- _Instructions to follow_
Translate this sentence from the computer architecture lecture notes into Spanish: "There are many things which computers may be measured against."

Day 4:
I. Last Time:
A. Finished History:
Technological evolution:
Vacuum Tubes -> Transistors -> Integrated Circuits
(SSI, MSI, LSI, VLSI)
B. Hardware Component view:
CPU - Central Processing Unit:
ALU - Arithmatic and Logic
Datapath
Registers
Control
Talking to the Computer:
Input: Mouse, Keyboard
Output: Monitor, Printer, Blinky Lights
(I/O: Network, Modem, etc.)
Memory/Storage:
Random Access: "RAM" & "Cache" - Temporary "Volatile"
storage Fast/Memory Hierarchy
Non-Random Access (Sequential): Disks, HDs, CDs, Tapes
- Non-Volatile Storage Slow/Mechanical
C. Software Hierarchy & Components
Hardware -> OS -> User Apps
D. Apps used by programmers:
Source File -> (Compiler) -> ASM File (ASM Lang) -> (Assembler) ->
Object File (Machine Lang) -> (Linker) -> Executable -> (Loader (OS)) ->
Running Program
II. New Stuff:
A. All you want to know about assembly
Why know/understand ASM:
1. Can be smaller / Faster
2. Sometimes nesc. to work with hardware
3. Can sometimes better utilize Processors by using an
instruction which the compiler would not.
4. On Some Processors, a compiler isn't available yet. (New design)
5. Sometimes need to be able to read to debug a program
6. "" "" to estimate run time of a program
The Downside:
1. Not very portable (and often "advantages" are lost if a
little portable)
2. Expansion: 1 inst in C is often 5+ insts in asm
3. Tedious/Complex.: Often only 8-20 variables to use.
(In our case, bad variable names, shared variables)
4. VERY difficult to read/understand
B. Misc:
Linking is the process of "sewing" the various pieces of a
program together:
Profiler: "Profiles" execution of code. Gives actual "timing"
data of how long parts of the code take to execute
Loader: A component of the OS which actually "loads" a file to
be run. (The file must be in the proper format for the
loader to interpret)
A loader is often responsible for verifying that the
"dynamic" parts of a program are present and "linking"
to them.
(Ever seen the windows "Missing DLL" Window?
That's because a program was dynamically linked
and the loader failed to locate something that it
needed)
C. What is Performance: Ex Fig 2.1 Pg 55: Which is best?
Plane Pass Rnge(mi) Spd Pasr Thruput (pass*speed)
Boeing 777 375 4630 610 228,750
Boeing 747 470 4150 610 286,700
Concorde 132 4000 1350 178,200
Dgls DC-8-50 146 8720 544 79,424
1. Performance is a way to answer the question: "Which is best"
2. But it also must take into account "Best for what"
D. Best in terms of what:
There are many things which computers may be measured against.
Really, the most important task is to first think about what the
machine(s) in question will be used for prior to attempting to
determine which is best. I.e. Best at WHAT?
E. Common Measures of Computer Performance:
1. Graphics/Drawing Time: How many X can be drawn per second?

- _Stored data_

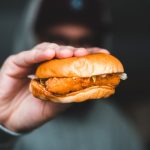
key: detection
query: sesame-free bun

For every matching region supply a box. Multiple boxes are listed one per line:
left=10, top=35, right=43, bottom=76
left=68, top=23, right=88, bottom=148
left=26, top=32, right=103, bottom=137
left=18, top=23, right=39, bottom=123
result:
left=36, top=53, right=124, bottom=78
left=30, top=80, right=115, bottom=103
left=30, top=53, right=124, bottom=103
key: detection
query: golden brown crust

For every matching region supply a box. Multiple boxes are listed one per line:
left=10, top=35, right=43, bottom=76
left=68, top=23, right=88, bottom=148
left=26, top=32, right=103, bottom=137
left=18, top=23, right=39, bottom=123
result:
left=36, top=53, right=124, bottom=78
left=30, top=80, right=115, bottom=103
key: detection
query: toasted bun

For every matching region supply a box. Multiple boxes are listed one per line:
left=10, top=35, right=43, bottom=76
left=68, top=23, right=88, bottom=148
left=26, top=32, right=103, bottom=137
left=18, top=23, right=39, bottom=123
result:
left=30, top=80, right=115, bottom=103
left=36, top=53, right=124, bottom=78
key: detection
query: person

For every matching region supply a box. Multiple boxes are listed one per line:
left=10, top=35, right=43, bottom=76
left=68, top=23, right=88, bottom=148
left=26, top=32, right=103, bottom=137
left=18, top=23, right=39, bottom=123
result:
left=0, top=0, right=143, bottom=150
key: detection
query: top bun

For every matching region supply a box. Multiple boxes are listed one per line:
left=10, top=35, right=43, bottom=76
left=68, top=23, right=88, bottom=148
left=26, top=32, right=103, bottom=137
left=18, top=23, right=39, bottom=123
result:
left=36, top=53, right=124, bottom=78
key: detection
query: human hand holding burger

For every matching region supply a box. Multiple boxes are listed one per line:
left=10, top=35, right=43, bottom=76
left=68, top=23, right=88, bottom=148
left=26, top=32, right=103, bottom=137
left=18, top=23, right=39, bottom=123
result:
left=0, top=43, right=109, bottom=132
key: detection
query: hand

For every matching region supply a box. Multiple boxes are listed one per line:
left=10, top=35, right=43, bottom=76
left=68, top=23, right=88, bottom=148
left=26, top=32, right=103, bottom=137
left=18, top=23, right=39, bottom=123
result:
left=0, top=43, right=109, bottom=132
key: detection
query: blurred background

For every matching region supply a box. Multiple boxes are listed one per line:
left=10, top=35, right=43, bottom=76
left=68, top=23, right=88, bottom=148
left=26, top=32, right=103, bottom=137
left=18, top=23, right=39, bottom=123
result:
left=0, top=0, right=150, bottom=149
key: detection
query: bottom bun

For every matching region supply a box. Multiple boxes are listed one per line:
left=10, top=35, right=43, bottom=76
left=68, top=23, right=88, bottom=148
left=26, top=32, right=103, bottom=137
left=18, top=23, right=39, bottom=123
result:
left=30, top=80, right=115, bottom=103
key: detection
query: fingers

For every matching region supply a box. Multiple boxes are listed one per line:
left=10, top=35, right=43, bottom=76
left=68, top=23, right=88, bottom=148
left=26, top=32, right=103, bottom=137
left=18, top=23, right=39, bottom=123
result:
left=3, top=42, right=109, bottom=70
left=12, top=48, right=55, bottom=67
left=88, top=47, right=110, bottom=54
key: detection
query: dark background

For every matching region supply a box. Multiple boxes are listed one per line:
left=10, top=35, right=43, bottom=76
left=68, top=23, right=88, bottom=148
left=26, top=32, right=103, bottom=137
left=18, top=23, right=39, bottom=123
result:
left=0, top=0, right=150, bottom=148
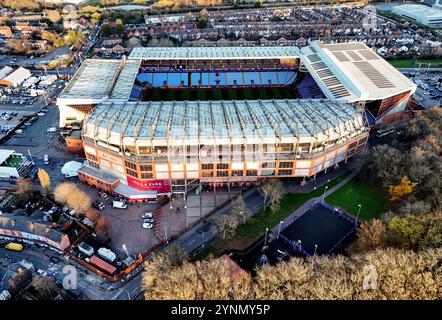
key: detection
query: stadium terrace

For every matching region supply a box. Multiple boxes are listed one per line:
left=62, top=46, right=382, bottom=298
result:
left=57, top=42, right=416, bottom=200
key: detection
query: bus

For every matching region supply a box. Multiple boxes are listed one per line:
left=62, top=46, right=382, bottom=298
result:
left=89, top=256, right=117, bottom=276
left=5, top=242, right=23, bottom=252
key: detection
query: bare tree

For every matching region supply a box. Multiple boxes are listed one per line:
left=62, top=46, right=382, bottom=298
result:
left=261, top=179, right=284, bottom=212
left=54, top=182, right=77, bottom=204
left=15, top=178, right=34, bottom=196
left=94, top=215, right=112, bottom=241
left=37, top=168, right=51, bottom=195
left=356, top=219, right=387, bottom=251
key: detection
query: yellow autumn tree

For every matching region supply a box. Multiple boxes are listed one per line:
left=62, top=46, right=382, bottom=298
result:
left=388, top=176, right=417, bottom=201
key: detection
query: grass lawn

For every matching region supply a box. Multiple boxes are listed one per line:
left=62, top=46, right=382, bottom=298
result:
left=196, top=173, right=349, bottom=260
left=325, top=179, right=387, bottom=220
left=388, top=59, right=442, bottom=68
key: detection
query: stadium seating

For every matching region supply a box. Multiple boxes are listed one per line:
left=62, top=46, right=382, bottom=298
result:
left=137, top=71, right=297, bottom=88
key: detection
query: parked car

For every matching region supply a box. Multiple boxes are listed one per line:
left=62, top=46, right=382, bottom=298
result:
left=92, top=200, right=106, bottom=210
left=143, top=218, right=154, bottom=224
left=143, top=222, right=153, bottom=229
left=141, top=211, right=153, bottom=219
left=98, top=191, right=109, bottom=199
left=112, top=201, right=127, bottom=209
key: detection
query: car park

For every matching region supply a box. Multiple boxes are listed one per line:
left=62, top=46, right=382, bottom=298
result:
left=92, top=200, right=106, bottom=210
left=141, top=211, right=153, bottom=219
left=112, top=200, right=127, bottom=209
left=143, top=222, right=153, bottom=229
left=98, top=191, right=109, bottom=199
left=49, top=256, right=60, bottom=263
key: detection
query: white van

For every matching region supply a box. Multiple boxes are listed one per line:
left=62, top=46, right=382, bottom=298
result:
left=112, top=201, right=127, bottom=209
left=78, top=242, right=94, bottom=257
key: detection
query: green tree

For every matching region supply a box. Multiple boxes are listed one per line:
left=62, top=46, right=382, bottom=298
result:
left=115, top=19, right=124, bottom=36
left=66, top=30, right=77, bottom=46
left=230, top=195, right=250, bottom=223
left=37, top=168, right=51, bottom=195
left=211, top=214, right=239, bottom=240
left=76, top=30, right=85, bottom=44
left=101, top=23, right=113, bottom=37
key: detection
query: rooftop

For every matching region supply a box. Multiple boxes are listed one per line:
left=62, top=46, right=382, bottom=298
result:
left=301, top=42, right=416, bottom=101
left=128, top=47, right=299, bottom=60
left=393, top=4, right=442, bottom=19
left=60, top=59, right=122, bottom=99
left=111, top=60, right=140, bottom=99
left=0, top=149, right=15, bottom=164
left=83, top=100, right=366, bottom=145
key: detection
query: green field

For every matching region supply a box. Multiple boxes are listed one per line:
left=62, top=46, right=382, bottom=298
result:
left=142, top=87, right=298, bottom=101
left=197, top=173, right=349, bottom=259
left=325, top=179, right=387, bottom=220
left=388, top=59, right=442, bottom=68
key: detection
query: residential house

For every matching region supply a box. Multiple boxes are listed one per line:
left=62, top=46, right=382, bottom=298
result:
left=0, top=26, right=12, bottom=38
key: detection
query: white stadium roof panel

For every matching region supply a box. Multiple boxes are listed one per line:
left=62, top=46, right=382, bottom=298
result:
left=111, top=61, right=140, bottom=99
left=300, top=42, right=416, bottom=101
left=128, top=47, right=299, bottom=60
left=60, top=59, right=122, bottom=99
left=83, top=99, right=366, bottom=145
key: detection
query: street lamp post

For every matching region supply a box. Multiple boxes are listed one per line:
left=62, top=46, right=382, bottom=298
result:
left=312, top=244, right=318, bottom=267
left=278, top=221, right=283, bottom=239
left=264, top=228, right=269, bottom=246
left=322, top=186, right=328, bottom=201
left=239, top=211, right=246, bottom=224
left=356, top=204, right=362, bottom=225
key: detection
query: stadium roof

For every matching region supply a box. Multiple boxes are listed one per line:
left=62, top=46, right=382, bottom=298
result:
left=300, top=42, right=416, bottom=101
left=0, top=67, right=32, bottom=86
left=60, top=59, right=124, bottom=99
left=83, top=100, right=366, bottom=146
left=0, top=149, right=15, bottom=164
left=111, top=61, right=140, bottom=99
left=128, top=47, right=299, bottom=60
left=392, top=4, right=442, bottom=26
left=0, top=66, right=14, bottom=79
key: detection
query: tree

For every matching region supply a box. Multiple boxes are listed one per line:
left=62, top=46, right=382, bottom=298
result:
left=32, top=277, right=57, bottom=300
left=66, top=30, right=77, bottom=46
left=54, top=182, right=92, bottom=212
left=76, top=30, right=85, bottom=44
left=94, top=215, right=112, bottom=241
left=261, top=179, right=284, bottom=212
left=54, top=182, right=77, bottom=204
left=388, top=176, right=417, bottom=201
left=15, top=178, right=34, bottom=196
left=387, top=211, right=442, bottom=250
left=67, top=187, right=92, bottom=212
left=211, top=214, right=238, bottom=240
left=356, top=219, right=387, bottom=251
left=230, top=195, right=251, bottom=223
left=142, top=248, right=442, bottom=300
left=101, top=23, right=112, bottom=37
left=91, top=12, right=101, bottom=21
left=37, top=168, right=51, bottom=195
left=44, top=10, right=61, bottom=23
left=115, top=19, right=124, bottom=35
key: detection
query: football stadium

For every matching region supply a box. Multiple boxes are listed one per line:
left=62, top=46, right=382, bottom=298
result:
left=57, top=42, right=416, bottom=201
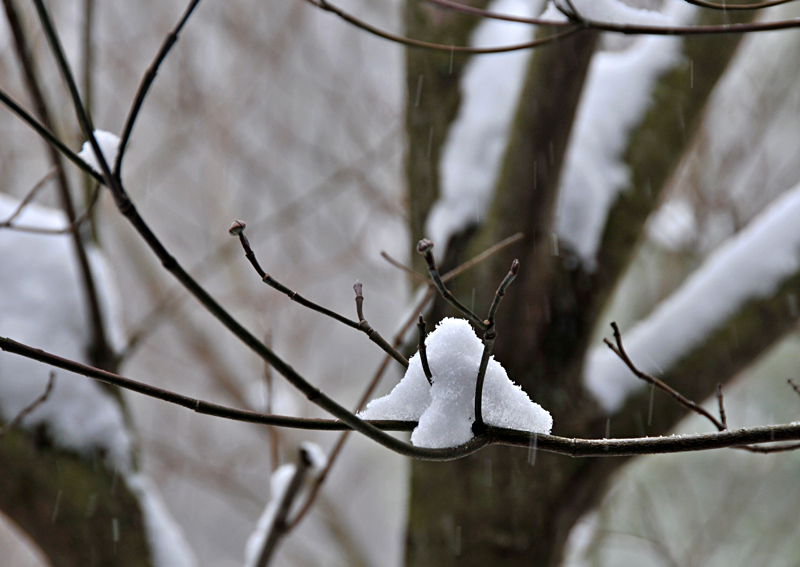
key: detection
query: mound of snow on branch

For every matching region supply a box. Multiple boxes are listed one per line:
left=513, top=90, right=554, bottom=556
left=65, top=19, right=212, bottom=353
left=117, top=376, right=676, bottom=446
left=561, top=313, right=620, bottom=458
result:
left=360, top=318, right=553, bottom=448
left=78, top=130, right=120, bottom=173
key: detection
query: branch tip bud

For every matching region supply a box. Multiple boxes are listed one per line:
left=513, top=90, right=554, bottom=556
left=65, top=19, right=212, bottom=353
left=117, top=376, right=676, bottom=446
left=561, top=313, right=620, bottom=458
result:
left=228, top=220, right=247, bottom=236
left=417, top=238, right=433, bottom=254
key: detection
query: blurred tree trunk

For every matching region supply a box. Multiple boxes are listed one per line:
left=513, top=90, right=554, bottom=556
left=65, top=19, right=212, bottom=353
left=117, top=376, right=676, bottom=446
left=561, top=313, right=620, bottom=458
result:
left=406, top=2, right=760, bottom=567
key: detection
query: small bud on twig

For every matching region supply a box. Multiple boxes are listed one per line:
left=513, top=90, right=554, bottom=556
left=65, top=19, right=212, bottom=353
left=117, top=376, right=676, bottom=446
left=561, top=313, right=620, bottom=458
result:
left=228, top=220, right=247, bottom=236
left=417, top=238, right=433, bottom=254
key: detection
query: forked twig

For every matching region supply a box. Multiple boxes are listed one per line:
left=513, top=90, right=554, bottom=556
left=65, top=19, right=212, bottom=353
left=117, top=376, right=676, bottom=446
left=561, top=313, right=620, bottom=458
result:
left=603, top=322, right=800, bottom=453
left=417, top=238, right=488, bottom=331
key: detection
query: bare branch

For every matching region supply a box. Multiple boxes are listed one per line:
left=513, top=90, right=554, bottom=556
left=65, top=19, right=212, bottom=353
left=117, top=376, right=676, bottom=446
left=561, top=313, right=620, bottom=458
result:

- _Solution for this problem_
Hay muchas cosas con respecto a las cuales se pueden medir las computadoras.